→ EXERCISE DESCRIPTION
From the rows below, keep only the lines that contain the word "water" and copy them out.

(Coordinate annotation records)
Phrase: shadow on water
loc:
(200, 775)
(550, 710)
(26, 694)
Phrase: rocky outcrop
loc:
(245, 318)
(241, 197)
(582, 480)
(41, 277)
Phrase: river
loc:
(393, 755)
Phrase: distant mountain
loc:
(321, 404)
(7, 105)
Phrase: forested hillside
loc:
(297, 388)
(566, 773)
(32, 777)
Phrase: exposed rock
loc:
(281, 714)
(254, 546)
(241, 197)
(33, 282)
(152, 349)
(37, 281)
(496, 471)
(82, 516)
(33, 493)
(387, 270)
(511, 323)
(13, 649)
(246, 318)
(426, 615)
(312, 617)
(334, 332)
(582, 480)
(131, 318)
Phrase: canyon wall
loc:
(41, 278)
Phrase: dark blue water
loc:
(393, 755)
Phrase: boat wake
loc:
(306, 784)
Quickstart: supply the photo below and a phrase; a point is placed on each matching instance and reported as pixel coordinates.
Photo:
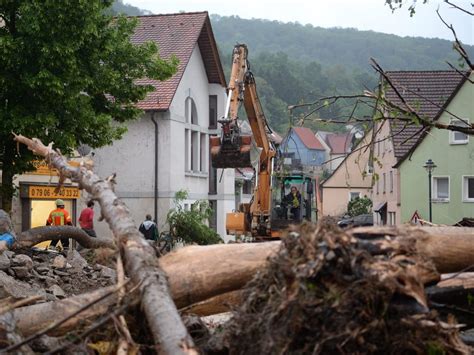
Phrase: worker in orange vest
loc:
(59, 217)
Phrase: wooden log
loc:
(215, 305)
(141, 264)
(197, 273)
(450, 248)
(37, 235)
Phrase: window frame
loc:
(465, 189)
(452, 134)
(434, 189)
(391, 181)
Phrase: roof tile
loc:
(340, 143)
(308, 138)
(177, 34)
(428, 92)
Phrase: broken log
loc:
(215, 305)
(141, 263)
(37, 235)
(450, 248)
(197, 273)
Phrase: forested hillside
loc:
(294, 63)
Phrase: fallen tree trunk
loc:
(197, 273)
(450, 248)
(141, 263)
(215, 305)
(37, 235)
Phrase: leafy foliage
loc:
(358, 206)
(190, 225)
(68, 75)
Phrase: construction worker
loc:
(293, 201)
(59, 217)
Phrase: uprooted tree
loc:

* * *

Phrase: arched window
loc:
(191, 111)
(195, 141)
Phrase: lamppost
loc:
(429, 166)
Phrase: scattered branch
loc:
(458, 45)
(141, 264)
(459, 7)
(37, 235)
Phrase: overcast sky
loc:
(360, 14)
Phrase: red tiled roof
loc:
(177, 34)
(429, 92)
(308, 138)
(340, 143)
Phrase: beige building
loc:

...

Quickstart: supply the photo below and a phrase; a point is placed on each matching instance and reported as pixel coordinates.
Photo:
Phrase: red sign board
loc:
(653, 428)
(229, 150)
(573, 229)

→ FINISHED EXERCISE
Phrase: shadow on water
Phrase: dark blue water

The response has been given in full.